§ **Description of the task**
Copy the entries exactly, leaving out nothing.

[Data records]
..............................

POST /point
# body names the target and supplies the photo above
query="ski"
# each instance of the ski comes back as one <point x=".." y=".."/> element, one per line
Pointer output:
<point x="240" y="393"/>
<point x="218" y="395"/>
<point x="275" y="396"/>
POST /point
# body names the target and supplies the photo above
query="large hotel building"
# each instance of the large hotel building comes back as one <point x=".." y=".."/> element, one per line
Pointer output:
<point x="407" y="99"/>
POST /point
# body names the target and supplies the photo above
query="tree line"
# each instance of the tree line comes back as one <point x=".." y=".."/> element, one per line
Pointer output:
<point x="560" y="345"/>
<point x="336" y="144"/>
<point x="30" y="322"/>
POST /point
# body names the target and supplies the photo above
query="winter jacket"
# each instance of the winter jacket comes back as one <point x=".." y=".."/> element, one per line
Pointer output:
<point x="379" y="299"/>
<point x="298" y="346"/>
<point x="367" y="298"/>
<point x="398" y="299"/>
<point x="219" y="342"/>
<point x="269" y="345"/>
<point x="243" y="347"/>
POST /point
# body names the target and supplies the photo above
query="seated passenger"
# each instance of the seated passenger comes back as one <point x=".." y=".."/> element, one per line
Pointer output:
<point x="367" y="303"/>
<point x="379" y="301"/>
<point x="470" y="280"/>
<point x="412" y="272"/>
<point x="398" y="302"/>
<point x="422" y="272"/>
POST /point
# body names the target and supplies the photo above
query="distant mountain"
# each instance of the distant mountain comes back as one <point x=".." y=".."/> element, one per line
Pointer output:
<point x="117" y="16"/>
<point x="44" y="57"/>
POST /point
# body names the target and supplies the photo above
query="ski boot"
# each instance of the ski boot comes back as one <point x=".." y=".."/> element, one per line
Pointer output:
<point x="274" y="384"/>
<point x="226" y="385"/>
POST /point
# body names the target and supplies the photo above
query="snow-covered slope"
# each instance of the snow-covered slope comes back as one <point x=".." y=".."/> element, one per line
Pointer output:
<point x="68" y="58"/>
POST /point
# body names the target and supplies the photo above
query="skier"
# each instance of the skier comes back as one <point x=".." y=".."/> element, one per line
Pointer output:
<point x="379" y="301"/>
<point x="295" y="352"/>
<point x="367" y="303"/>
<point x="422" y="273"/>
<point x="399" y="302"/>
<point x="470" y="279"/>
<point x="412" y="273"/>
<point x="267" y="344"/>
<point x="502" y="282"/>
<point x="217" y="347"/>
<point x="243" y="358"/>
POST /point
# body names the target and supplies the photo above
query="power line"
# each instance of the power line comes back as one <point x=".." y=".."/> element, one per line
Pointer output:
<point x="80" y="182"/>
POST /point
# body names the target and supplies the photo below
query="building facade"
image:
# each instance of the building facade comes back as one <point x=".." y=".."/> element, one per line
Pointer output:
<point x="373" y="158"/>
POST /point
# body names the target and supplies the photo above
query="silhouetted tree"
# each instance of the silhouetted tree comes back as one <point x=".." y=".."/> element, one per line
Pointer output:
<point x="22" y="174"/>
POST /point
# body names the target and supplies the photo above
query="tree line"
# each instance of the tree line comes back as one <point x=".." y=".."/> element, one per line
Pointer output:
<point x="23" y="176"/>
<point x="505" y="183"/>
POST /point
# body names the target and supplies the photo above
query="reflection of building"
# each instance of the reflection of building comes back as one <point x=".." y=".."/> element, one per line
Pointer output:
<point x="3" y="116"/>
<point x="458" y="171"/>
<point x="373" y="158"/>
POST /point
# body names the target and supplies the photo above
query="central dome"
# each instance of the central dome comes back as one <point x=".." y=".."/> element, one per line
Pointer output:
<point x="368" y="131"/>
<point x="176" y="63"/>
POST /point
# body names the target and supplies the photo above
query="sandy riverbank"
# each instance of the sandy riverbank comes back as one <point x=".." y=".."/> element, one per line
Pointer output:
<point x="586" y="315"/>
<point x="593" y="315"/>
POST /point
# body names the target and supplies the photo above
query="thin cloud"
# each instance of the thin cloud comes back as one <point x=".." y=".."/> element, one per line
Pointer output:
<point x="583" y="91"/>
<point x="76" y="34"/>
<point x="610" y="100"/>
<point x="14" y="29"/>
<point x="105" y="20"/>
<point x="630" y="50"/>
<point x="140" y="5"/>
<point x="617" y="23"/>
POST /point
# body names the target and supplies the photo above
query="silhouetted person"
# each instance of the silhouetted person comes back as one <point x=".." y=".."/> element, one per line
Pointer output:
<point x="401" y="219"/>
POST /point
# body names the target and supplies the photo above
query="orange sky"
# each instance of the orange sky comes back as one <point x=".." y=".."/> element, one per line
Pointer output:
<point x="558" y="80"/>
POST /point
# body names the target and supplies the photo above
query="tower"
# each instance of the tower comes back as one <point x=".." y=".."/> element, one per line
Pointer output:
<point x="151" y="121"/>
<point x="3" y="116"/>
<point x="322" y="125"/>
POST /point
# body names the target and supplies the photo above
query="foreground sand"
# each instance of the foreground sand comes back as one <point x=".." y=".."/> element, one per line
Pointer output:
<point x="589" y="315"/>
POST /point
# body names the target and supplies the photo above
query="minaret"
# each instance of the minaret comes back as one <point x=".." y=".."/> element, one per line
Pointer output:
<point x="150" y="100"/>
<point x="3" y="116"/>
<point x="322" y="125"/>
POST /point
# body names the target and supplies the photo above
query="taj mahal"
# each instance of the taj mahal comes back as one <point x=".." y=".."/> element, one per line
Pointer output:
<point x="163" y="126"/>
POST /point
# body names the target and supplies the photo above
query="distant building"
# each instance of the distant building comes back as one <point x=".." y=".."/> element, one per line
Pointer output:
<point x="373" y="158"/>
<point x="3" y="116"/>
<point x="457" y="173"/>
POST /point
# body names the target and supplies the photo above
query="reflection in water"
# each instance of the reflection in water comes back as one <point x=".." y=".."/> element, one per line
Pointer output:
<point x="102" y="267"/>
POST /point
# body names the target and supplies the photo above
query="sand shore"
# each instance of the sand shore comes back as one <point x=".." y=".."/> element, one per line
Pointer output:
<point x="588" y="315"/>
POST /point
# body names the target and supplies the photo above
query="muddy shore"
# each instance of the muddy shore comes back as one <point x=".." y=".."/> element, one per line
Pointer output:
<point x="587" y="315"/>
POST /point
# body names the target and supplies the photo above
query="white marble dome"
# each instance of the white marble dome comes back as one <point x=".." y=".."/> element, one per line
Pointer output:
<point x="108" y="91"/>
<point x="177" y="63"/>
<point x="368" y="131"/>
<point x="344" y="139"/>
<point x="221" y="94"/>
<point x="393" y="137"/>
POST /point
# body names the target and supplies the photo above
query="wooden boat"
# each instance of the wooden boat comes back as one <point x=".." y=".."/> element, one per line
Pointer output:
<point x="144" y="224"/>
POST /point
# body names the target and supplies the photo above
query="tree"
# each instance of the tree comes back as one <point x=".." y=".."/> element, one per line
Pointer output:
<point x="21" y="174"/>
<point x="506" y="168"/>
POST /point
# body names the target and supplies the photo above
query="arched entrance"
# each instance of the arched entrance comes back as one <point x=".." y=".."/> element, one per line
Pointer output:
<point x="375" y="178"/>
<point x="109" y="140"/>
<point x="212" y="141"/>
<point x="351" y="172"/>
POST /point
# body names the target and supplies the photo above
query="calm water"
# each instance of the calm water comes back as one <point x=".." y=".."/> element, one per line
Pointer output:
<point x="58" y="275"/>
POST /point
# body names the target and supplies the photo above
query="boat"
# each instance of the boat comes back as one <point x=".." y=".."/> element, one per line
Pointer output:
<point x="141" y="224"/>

..............................

§ **Result of the task**
POST /point
# body names the target and supplies the photo above
query="ski"
# each instance of the ski comes back as one <point x=".." y=".."/> element, one per line
Pointer output:
<point x="240" y="393"/>
<point x="218" y="395"/>
<point x="275" y="396"/>
POST /point
# body names the target and supplies the photo above
query="large hotel building"
# each instance of the large hotel building comes back as one <point x=".." y=".."/> element, one per line
Pointer output:
<point x="407" y="99"/>
POST /point
# body names the target and supplies the photo above
query="tree line"
# each instance of the tree line comes back as one <point x=".." y=".."/> element, one per line
Pointer output:
<point x="560" y="345"/>
<point x="336" y="144"/>
<point x="30" y="322"/>
POST /point
# body names the target and supplies the photo above
query="winter jacket"
# each instance of the winter jacket comes back as one <point x=".." y=".."/> element, one per line
Pointer output:
<point x="379" y="299"/>
<point x="298" y="346"/>
<point x="367" y="298"/>
<point x="398" y="299"/>
<point x="219" y="342"/>
<point x="269" y="345"/>
<point x="243" y="347"/>
POST /point
# body names the target and supplies the photo above
query="seated passenger"
# each instance of the seated passenger comes back as one <point x=".." y=".."/> element, one per line
Pointer output:
<point x="367" y="303"/>
<point x="379" y="301"/>
<point x="470" y="280"/>
<point x="412" y="272"/>
<point x="398" y="302"/>
<point x="422" y="272"/>
POST /point
# body names the target and supplies the photo above
query="distant mountain"
# each instance of the distant mountain comes back as one <point x=".." y=".."/> element, one per line
Pointer output:
<point x="117" y="16"/>
<point x="44" y="57"/>
POST /point
# body names the target and supplies the photo above
query="ski boot"
# each instance of the ski boot comes back as one <point x=".." y=".."/> element, one per line
Pointer output:
<point x="274" y="384"/>
<point x="226" y="385"/>
POST /point
# body names the target and supplies the photo above
query="snow-covered slope"
# each instance of the snow-covered slope comes back as one <point x=".." y=".."/> element, one per line
Pointer output:
<point x="68" y="58"/>
POST /point
# body names the target and supplies the photo above
query="skier"
# each instance of the skier comes back as one <point x=".." y=".."/> element, one per line
Pointer output:
<point x="379" y="301"/>
<point x="295" y="352"/>
<point x="367" y="303"/>
<point x="422" y="273"/>
<point x="399" y="302"/>
<point x="470" y="279"/>
<point x="412" y="273"/>
<point x="267" y="344"/>
<point x="502" y="282"/>
<point x="217" y="347"/>
<point x="243" y="358"/>
POST /point
# body names the target and supplies the photo above
query="power line"
# each instance of the power line comes back as one <point x=".." y=".."/> element, one per line
Pointer output:
<point x="80" y="182"/>
POST /point
# body names the target and supplies the photo below
query="building facade"
image:
# each instance of the building facade comes back as one <point x=".." y=".."/> element, one per line
Pointer output:
<point x="373" y="158"/>
POST /point
# body names the target and supplies the photo above
query="silhouetted tree"
# each instance of the silhouetted tree comes back as one <point x=".." y=".."/> element, one per line
Pointer output:
<point x="22" y="174"/>
POST /point
# body names the target and supplies the photo above
query="tree line"
# each instance of the tree line comes back as one <point x=".." y=".."/> element, one per line
Pointer output:
<point x="23" y="176"/>
<point x="505" y="183"/>
POST /point
# body names the target and supplies the photo above
query="reflection of building"
# each instance of the reflection of building comes back as one <point x=".." y=".."/> element, one per line
Pointer output:
<point x="3" y="116"/>
<point x="458" y="171"/>
<point x="373" y="158"/>
POST /point
# body names the target and supplies the photo above
query="central dome"
# each instance of the central dome comes back as one <point x=".." y=".."/> element, one per line
Pointer output:
<point x="368" y="131"/>
<point x="176" y="63"/>
POST /point
# body names the target and supplies the photo above
query="sandy riverbank"
# each instance of the sandy riverbank comes back as one <point x=".." y=".."/> element, one per line
Pointer output:
<point x="586" y="315"/>
<point x="593" y="315"/>
POST /point
# body names the target and supplies the photo above
query="thin cloud"
# each instance of the thin cloud comes back as one <point x=".." y=".."/> element, one per line
Pointer output:
<point x="583" y="91"/>
<point x="76" y="34"/>
<point x="610" y="100"/>
<point x="14" y="29"/>
<point x="105" y="20"/>
<point x="630" y="50"/>
<point x="140" y="5"/>
<point x="617" y="23"/>
POST /point
# body names the target and supplies the photo above
query="silhouetted person"
# each instance of the silhouetted person comes back as one <point x=".." y=".."/> element, one per line
Pointer output:
<point x="401" y="219"/>
POST /point
# body names the target and supplies the photo above
query="orange sky"
# each instance of the orange sky comes back as one <point x=".." y=".."/> element, one per line
Pointer output:
<point x="558" y="80"/>
POST /point
# body names the target and supplies the photo above
query="tower"
# each instance of the tower comes back as one <point x=".." y=".."/> element, one per line
Pointer output:
<point x="151" y="121"/>
<point x="3" y="116"/>
<point x="322" y="125"/>
POST /point
# body names the target and supplies the photo above
query="foreground sand"
# each instance of the foreground sand comes back as one <point x=".." y=".."/> element, one per line
Pointer output:
<point x="589" y="315"/>
POST /point
# body names the target and supplies the photo above
query="minaret"
# each instance of the minaret comes back as one <point x=".." y=".."/> element, one per line
Pointer output:
<point x="150" y="100"/>
<point x="3" y="116"/>
<point x="322" y="125"/>
POST /point
# body names the target and supplies the photo above
query="taj mahal"
# each instance of the taj mahal comes back as one <point x=".." y=".."/> element, one per line
Pointer output:
<point x="163" y="126"/>
POST /point
# body names the target and supplies the photo above
query="distant building"
# each instance of the distant building comes back as one <point x=".." y=".."/> element, one per line
Pointer output:
<point x="373" y="158"/>
<point x="3" y="116"/>
<point x="457" y="173"/>
POST /point
# body names the target and supplies the photo above
query="reflection in water"
# each instance of the reflection in water comes back as one <point x=".." y=".."/> element, one per line
Pointer output:
<point x="102" y="267"/>
POST /point
# body names the target and supplies the photo above
query="sand shore"
# each instance of the sand shore comes back as one <point x=".." y=".."/> element, one per line
Pointer output:
<point x="588" y="315"/>
POST /point
# body names the target and supplies the photo above
query="muddy shore"
# each instance of the muddy shore comes back as one <point x=".." y=".."/> element, one per line
Pointer output:
<point x="587" y="315"/>
POST /point
# body names the target and supplies the photo above
query="white marble dome"
# each instance of the white marble dome comes back as one <point x=".." y=".."/> element, one per line
Pointer output:
<point x="108" y="91"/>
<point x="177" y="63"/>
<point x="368" y="131"/>
<point x="344" y="139"/>
<point x="221" y="94"/>
<point x="393" y="137"/>
POST /point
# body names the target and supplies the photo above
query="wooden boat"
# each instance of the wooden boat comes back as one <point x=".." y=".."/> element, one per line
Pointer output:
<point x="144" y="224"/>
POST /point
# body names the target and supplies the photo above
query="tree"
# each instance of the tree comes back as one <point x=".." y=".."/> element, one per line
Pointer output:
<point x="21" y="174"/>
<point x="506" y="168"/>
POST /point
# body names the target and supplies the photo above
query="arched entrance"
# each instance of the arched entrance comes back as one <point x=".." y=".."/> element, one per line
Pointer output:
<point x="375" y="178"/>
<point x="109" y="140"/>
<point x="212" y="141"/>
<point x="351" y="172"/>
POST /point
# body names the target and supplies the photo above
query="calm water"
# each instance of the calm water comes back as one <point x=".." y=".."/> element, one per line
Pointer output:
<point x="58" y="275"/>
POST /point
# body names the target and supplies the photo above
query="boat"
# each instance of the boat comes back as one <point x=".." y=".."/> element, one per line
Pointer output:
<point x="141" y="224"/>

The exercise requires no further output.